DOCUMENT SECTION:
* * * * * * * * *

Regulatory authorities expect biopharmaceutical manufacturing facilities to demonstrate that they have an effective and consistent cleaning process in place. For a multiproduct facility, bench-scale characterization offers a useful and cost-effective means to support cleaning validation by comparing the cleanability of a new product to a validated one. Because of the challenges posed by experimental variability in such evaluations, such relative cleanability assessments should be based on a sound statistical analysis. This article describes the application of a two-one-sided t-test (TOST) method to assess the comparability of two groups of cleanability data generated from a bench-scale study.
A STATISTICAL METHOD
When comparing two or more groups of data, the more common approach is to determine if the difference in group means (a group mean represents the average of all data within the group) is sufficiently large to be declared statistically significant. The test statement or the null hypothesis is that the groups are not different. The effect of declaring the difference statistically significant indicates that the null hypothesis is rejected; the groups represent two or more different distributions of values and are in fact not equal. In practice, given sufficient sample size, even differences that are too small to be meaningful may be declared statistically significant.
The opposite cannot be declared, however, when no statistically significant difference is observed. One can only reject the null hypothesis or show that the groups are different using the common t-test. This is inconvenient when the goal is to show comparability between two or more groups.

* * * * * * * * *

[Data excerpts]
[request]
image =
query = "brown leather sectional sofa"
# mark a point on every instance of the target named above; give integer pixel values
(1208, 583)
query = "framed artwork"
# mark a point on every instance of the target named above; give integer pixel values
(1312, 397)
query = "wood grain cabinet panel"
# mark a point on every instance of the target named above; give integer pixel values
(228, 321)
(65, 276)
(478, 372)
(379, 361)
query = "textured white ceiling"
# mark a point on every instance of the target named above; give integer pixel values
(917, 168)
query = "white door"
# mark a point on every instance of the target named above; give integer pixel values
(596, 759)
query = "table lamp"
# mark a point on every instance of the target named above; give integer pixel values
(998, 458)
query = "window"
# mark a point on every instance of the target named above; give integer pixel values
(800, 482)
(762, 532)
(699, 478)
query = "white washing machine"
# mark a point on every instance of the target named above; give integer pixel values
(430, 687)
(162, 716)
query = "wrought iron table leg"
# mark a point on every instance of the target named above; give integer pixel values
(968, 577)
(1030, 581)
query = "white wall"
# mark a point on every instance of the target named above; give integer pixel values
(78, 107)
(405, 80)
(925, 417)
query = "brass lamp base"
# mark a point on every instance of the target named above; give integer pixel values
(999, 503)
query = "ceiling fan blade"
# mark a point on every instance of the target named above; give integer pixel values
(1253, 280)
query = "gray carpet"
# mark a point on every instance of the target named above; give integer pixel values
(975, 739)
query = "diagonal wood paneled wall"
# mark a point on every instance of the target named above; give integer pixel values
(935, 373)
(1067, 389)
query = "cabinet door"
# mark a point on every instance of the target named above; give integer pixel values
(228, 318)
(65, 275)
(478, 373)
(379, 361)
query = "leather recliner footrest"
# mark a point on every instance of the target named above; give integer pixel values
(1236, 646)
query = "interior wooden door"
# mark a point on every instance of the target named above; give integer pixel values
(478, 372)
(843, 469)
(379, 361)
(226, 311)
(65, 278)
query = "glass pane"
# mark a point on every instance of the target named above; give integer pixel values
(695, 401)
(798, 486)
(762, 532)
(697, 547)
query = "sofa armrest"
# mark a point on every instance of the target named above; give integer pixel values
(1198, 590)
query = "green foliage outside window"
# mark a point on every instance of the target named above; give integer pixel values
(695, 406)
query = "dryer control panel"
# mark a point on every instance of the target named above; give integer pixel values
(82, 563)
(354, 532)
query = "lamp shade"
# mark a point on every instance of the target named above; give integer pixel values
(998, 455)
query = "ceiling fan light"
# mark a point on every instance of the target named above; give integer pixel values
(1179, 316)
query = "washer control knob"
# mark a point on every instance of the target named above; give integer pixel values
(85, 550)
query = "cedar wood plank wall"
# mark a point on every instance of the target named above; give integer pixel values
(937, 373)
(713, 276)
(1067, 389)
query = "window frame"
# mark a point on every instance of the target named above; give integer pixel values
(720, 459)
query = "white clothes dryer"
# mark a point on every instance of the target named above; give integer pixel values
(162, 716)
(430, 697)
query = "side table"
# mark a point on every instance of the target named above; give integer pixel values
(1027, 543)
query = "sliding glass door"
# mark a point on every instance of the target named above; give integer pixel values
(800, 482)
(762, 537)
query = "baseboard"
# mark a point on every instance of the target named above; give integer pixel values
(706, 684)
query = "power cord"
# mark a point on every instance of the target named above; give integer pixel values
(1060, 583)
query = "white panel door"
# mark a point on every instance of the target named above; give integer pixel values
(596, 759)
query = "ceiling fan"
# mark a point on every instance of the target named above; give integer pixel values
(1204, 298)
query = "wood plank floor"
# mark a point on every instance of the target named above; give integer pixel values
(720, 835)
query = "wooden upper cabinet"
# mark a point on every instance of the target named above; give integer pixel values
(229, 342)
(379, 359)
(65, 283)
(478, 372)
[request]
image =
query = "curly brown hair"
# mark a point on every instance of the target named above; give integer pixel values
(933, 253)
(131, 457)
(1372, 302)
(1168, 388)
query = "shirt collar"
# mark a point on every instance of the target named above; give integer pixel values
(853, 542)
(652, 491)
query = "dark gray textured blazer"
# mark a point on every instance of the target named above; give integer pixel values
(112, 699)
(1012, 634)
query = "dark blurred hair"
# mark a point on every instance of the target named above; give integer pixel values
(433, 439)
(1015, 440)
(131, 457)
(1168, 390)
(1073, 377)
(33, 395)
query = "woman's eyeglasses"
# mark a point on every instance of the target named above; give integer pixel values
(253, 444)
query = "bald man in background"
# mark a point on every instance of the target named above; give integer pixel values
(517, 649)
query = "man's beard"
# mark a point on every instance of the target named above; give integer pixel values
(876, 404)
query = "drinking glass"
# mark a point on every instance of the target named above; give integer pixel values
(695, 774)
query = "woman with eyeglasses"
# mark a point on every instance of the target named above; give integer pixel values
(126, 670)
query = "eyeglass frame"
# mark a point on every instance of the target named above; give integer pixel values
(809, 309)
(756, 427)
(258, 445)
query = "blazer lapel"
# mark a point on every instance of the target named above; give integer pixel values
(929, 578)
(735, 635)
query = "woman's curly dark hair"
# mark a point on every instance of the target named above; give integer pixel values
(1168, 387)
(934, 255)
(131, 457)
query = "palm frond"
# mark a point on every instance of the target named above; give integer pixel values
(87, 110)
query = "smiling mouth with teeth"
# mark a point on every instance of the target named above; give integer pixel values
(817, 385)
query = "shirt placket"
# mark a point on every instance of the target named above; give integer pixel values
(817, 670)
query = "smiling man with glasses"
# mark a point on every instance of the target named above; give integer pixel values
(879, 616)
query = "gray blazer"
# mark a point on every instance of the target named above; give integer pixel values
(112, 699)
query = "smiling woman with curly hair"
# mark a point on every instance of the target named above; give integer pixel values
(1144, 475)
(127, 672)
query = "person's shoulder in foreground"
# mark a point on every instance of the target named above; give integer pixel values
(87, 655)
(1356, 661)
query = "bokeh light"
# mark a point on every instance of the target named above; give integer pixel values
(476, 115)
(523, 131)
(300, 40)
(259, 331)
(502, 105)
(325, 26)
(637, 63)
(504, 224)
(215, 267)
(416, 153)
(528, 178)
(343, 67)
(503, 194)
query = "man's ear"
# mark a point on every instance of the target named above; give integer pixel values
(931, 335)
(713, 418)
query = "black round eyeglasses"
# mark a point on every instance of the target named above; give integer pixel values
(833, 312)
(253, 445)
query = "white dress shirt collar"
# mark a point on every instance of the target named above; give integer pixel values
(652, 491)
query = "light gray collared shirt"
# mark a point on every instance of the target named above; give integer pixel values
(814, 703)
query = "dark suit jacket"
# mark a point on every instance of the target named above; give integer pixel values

* * * * * * * * *

CHECK YOUR UNDERSTANDING:
1. From the cleaning validation article, extract the passage starting at "Regulatory authorities expect" and ending at "a bench-scale study.".
2. According to the cleaning validation article, what is the null hypothesis when comparing two or more groups of data?

ANSWERS FOR THE TASKS:
1.
Regulatory authorities expect biopharmaceutical manufacturing facilities to demonstrate that they have an effective and consistent cleaning process in place. For a multiproduct facility, bench-scale characterization offers a useful and cost-effective means to support cleaning validation by comparing the cleanability of a new product to a validated one. Because of the challenges posed by experimental variability in such evaluations, such relative cleanability assessments should be based on a sound statistical analysis. This article describes the application of a two-one-sided t-test (TOST) method to assess the comparability of two groups of cleanability data generated from a bench-scale study.

2. The null hypothesis is that the groups are not different.